> **Extracted material**:
________________________________________

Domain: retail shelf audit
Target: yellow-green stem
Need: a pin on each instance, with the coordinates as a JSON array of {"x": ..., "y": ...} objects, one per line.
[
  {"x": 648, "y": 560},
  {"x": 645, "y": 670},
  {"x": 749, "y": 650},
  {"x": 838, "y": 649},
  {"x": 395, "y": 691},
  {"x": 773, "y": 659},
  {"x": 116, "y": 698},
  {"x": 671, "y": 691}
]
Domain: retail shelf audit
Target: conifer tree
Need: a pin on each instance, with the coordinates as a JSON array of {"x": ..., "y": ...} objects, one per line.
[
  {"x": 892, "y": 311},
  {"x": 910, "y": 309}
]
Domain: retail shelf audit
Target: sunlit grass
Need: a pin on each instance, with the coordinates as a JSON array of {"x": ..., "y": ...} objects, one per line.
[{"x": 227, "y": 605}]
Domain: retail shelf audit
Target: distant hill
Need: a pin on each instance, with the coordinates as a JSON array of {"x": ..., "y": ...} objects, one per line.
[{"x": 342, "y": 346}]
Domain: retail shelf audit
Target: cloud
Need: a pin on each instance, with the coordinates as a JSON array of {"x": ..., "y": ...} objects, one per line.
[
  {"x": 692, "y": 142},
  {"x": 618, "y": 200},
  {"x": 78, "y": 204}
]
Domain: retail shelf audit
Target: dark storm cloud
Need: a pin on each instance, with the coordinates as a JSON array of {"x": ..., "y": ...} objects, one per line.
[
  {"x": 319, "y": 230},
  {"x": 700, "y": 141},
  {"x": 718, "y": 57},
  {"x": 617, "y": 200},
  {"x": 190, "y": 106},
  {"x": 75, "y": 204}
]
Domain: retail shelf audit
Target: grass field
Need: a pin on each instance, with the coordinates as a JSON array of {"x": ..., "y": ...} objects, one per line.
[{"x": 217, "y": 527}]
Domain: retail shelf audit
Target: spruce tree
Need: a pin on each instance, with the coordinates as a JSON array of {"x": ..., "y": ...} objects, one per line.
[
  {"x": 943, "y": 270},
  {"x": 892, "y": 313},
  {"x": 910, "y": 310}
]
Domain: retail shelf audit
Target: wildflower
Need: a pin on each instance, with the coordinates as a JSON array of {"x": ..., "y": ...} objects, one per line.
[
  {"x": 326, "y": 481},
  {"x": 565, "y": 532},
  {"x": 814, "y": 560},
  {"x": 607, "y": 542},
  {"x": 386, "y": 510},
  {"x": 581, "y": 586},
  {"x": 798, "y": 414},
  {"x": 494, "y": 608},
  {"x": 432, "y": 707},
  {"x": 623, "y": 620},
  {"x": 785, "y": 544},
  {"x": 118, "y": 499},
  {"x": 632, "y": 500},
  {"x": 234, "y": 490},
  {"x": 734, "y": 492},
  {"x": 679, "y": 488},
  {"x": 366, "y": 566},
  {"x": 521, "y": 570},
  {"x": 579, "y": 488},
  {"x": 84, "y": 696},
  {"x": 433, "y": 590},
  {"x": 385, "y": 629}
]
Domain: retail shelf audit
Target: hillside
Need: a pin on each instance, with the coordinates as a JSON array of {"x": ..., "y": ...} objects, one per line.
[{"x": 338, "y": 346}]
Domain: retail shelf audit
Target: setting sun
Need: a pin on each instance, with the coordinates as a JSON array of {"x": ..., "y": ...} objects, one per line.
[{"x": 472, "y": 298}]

________________________________________

> **Task**: The lines above should be duplicated exactly.

> **Solved problem**:
Domain: retail shelf audit
Target: yellow-green stem
Need: a pin on each instance, with the coordinates as a JSON array of {"x": ..., "y": ...} objects, one per line.
[
  {"x": 648, "y": 560},
  {"x": 645, "y": 670},
  {"x": 749, "y": 650},
  {"x": 838, "y": 649},
  {"x": 395, "y": 691},
  {"x": 773, "y": 659},
  {"x": 116, "y": 698},
  {"x": 671, "y": 691}
]
Domain: retail shelf audit
Target: conifer tree
Need: a pin on each instance, with the coordinates as a JSON array of {"x": ..., "y": ...} objects, one per line.
[
  {"x": 892, "y": 311},
  {"x": 910, "y": 309}
]
Domain: retail shelf audit
Target: sunlit grass
Need: a pin on each instance, with the coordinates as a JSON array of {"x": ..., "y": ...} objects, one per line.
[{"x": 227, "y": 605}]
Domain: retail shelf audit
Target: distant hill
Need: a pin on each instance, with the coordinates as a JSON array of {"x": ..., "y": ...} objects, one per line.
[{"x": 342, "y": 346}]
Domain: retail shelf audit
Target: cloud
Need: a pin on each instance, with the coordinates as a JSON array of {"x": ..., "y": ...} objects, one per line.
[
  {"x": 692, "y": 142},
  {"x": 618, "y": 200},
  {"x": 78, "y": 204}
]
Domain: retail shelf audit
Target: dark storm cloud
Need: a pin on each instance, with the coordinates as a JSON array of {"x": ..., "y": ...} objects, one per line.
[
  {"x": 319, "y": 230},
  {"x": 700, "y": 141},
  {"x": 718, "y": 57},
  {"x": 617, "y": 200},
  {"x": 190, "y": 106},
  {"x": 75, "y": 204}
]
Domain: retail shelf audit
Target: grass field
Need: a pin on each instance, with the coordinates as a JSON array of {"x": ..., "y": ...} objects, one per line.
[{"x": 217, "y": 527}]
Domain: retail shelf audit
Target: spruce tree
Need: a pin on each instance, with the coordinates as a JSON array of {"x": ..., "y": ...} objects, one per line.
[
  {"x": 943, "y": 270},
  {"x": 892, "y": 313},
  {"x": 910, "y": 310}
]
Domain: retail shelf audit
Target: wildflower
Need: a pin on each instance, with the coordinates as a JSON array of {"x": ..., "y": ...} objects, one per line.
[
  {"x": 326, "y": 481},
  {"x": 565, "y": 532},
  {"x": 814, "y": 560},
  {"x": 607, "y": 542},
  {"x": 386, "y": 510},
  {"x": 581, "y": 586},
  {"x": 798, "y": 414},
  {"x": 494, "y": 608},
  {"x": 432, "y": 707},
  {"x": 623, "y": 620},
  {"x": 785, "y": 544},
  {"x": 118, "y": 499},
  {"x": 632, "y": 500},
  {"x": 234, "y": 490},
  {"x": 734, "y": 492},
  {"x": 679, "y": 488},
  {"x": 366, "y": 566},
  {"x": 521, "y": 570},
  {"x": 579, "y": 488},
  {"x": 84, "y": 696},
  {"x": 433, "y": 590},
  {"x": 385, "y": 629}
]
Domain: retail shelf audit
Target: hillside
Need: a pin on each instance, with the coordinates as a JSON array of {"x": ..., "y": ...} objects, one per line.
[{"x": 338, "y": 346}]
Domain: retail shelf audit
Target: setting sun
Need: a pin on each instance, with the coordinates as a JSON array of {"x": ..., "y": ...} objects, one per line.
[{"x": 472, "y": 298}]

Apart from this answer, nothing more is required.